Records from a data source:
====================

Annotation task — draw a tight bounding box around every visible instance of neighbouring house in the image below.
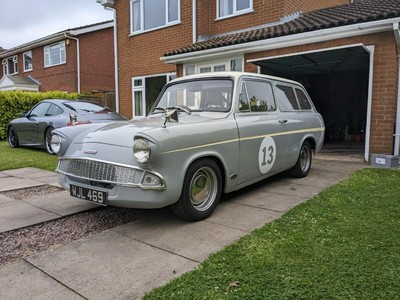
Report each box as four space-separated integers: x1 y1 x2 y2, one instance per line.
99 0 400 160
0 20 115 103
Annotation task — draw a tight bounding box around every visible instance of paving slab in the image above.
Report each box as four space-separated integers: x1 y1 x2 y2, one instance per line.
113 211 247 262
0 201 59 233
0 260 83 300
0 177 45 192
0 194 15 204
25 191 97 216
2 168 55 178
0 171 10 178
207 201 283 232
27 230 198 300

====================

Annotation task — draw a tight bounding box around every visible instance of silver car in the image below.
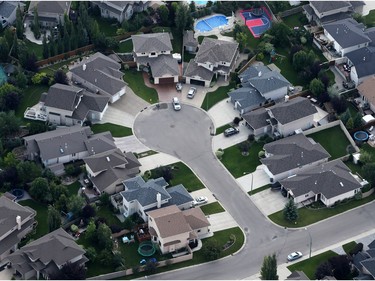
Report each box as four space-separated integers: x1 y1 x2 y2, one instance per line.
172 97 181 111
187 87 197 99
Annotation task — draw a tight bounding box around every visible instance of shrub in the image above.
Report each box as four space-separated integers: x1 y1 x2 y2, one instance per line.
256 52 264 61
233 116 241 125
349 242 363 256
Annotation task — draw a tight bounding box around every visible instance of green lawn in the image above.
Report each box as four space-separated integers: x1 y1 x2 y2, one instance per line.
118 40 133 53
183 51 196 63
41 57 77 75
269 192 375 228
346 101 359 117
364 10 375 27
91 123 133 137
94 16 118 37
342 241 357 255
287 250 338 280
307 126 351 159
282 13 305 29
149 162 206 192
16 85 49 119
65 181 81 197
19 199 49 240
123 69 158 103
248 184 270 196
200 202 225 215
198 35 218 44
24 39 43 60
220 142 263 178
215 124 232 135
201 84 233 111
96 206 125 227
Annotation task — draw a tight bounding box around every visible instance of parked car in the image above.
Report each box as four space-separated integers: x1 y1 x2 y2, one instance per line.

====================

• _About this task_: Using the data above, return every line that contains the string "below".

• _Result of the task_:
Annotation task — draw a tight bounding box around every visible instance of neighbouring house in the image below.
Annotation task — draw a tight bounding box around every visible instance of silver car in the image below.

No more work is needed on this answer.